WHAT TO PRODUCE: Please reproduce, word for word, the part of the expired chocolate passage that begins with "As part of my" and ends with "if it’s off.".

SUPPLIED PASSAGE:
=-=-=-=-=

Chocolate is one of the food ingredients that is fairly safe to eat even after it’s sell-by date and doesn’t go off that easily.
This of course depends on a lot of things, like how you store your chocolate, what type of chocolate it is and what other ingredients are incorporated into the chocolate (like for example nuts, cream ganache filling or other more perishable types of ingredients).
I’ve been running my chocolate making business for the last 13 years and in that time had my fair share of chocolate that unfortunately expired, so I had the opportunity to test on many occasions whether it’s safe to eat expired chocolate or not.
As part of my artisan chocolate making production I also had to test my recipes and chocolates to find out the ideal use by date for my artisan chocolates.
Can you eat expired chocolate? The quick answer
You can eat out of date chocolate, providing that the chocolate doesn’t display any signs of being spoiled (e.g. it smells, taste and looks fine like a regular chocolate).
Before we get into the details about whether it’s safe to eat expired chocolate, let me just reassure you, that you would know if your chocolate was off by tasting it and that you can’t be really hurt by eating expired chocolate, even if it’s off.
How to tell if your chocolate is off
The only way to tell if your chocolate is off, is to taste a little bit. If it taste kind of waxy and slightly rancid (not as much as nuts, but similar), then the milk powders and cocoa butter has gone off. The texture also changes and the chocolate might taste dryer and grittier.
The grittiness could also be party because of sugar bloom, which causes the sugar crystals to become more prominent (which is what feels like a ‘gritty’ chocolate. You won’t get a food poisoing eating this kind of chocolate, but it won’t be very pleasant.
Check the packaging and visually check that the chocolate doesn’t have any mould on. Even if your chocolate wasn’t open, it can still have a bloom. This looks like a white streaks or dots over the chocolate. This is not a mould, but just a separation of the cocoa butter and the cocoa mass, usually caused by incorrect storage.
For example if you have your chocolate bar in a kitchen cupboard that gets hot and cold all the time. The bloom can happen even if your chocolate bar is still in the date.
What does expired chocolate look like?
You can see from the pictures in this blog post that expired chocolate looks very different to freshly made chocolate. Expired chocolate usually has white powdery mould like look, which often is not mould, but sugar or cocoa butter bloom.
The expired chocolate can also have actual mould grown on, especially if the chocolate packaging was open and stored in a damp environment.
The look of the chocolate should be the first sign to tell you if the chocolate is expired or not. Saying that, sugar or cocoa bloom on it’s own doesn’t mean that the chocolate is off. It’s just a separation of the chocolate ingredients inside (usually due to a storage), but if the chocolate smells and taste fine, bloom is not a reason to throw your expired chocolate to the bin.

=-=-=-=-=

RECORDED DATA:
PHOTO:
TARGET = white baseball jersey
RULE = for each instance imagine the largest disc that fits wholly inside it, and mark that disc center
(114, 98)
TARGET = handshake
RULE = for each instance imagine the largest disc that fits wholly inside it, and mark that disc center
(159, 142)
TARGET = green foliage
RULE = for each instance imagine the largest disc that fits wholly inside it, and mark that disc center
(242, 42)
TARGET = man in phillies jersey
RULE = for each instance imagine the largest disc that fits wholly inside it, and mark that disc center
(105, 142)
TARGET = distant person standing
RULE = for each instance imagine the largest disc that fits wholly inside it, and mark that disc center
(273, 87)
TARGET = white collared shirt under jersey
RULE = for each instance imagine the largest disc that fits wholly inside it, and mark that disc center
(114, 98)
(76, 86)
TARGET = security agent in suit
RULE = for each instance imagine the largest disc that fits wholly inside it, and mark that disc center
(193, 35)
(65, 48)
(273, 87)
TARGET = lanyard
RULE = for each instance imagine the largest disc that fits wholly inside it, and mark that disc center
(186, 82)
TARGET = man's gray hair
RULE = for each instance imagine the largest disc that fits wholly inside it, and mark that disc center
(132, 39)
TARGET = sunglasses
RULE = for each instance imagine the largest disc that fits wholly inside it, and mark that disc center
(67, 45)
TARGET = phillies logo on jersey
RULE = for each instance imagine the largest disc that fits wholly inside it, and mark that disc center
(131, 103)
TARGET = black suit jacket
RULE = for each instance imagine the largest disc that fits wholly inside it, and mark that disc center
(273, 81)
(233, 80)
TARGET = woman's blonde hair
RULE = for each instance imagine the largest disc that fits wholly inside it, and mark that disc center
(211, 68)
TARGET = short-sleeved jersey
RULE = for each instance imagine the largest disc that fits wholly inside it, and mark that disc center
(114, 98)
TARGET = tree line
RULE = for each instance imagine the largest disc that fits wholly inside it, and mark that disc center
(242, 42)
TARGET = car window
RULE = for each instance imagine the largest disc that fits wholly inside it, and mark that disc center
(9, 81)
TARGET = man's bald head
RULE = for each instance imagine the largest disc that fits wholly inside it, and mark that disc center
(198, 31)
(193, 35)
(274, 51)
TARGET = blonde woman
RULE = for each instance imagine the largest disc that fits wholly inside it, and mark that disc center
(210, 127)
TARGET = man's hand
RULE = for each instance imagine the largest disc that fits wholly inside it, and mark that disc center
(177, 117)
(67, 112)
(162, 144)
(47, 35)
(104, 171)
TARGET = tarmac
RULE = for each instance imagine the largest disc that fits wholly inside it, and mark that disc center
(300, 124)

=-=-=-=-=

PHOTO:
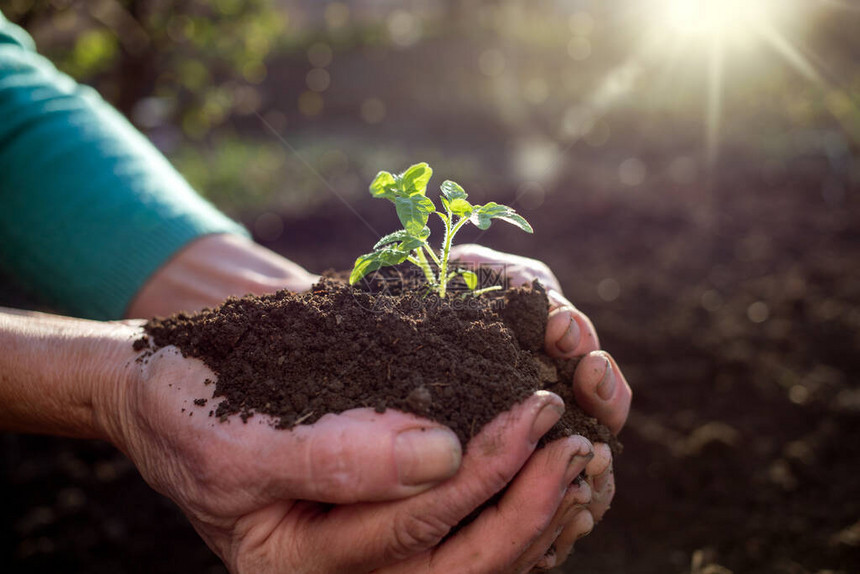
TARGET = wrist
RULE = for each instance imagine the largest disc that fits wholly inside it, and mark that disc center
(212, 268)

=-=-=-=-=

TASK OUTPUT:
As part of my artisan chocolate making production I also had to test my recipes and chocolates to find out the ideal use by date for my artisan chocolates.
Can you eat expired chocolate? The quick answer
You can eat out of date chocolate, providing that the chocolate doesn’t display any signs of being spoiled (e.g. it smells, taste and looks fine like a regular chocolate).
Before we get into the details about whether it’s safe to eat expired chocolate, let me just reassure you, that you would know if your chocolate was off by tasting it and that you can’t be really hurt by eating expired chocolate, even if it’s off.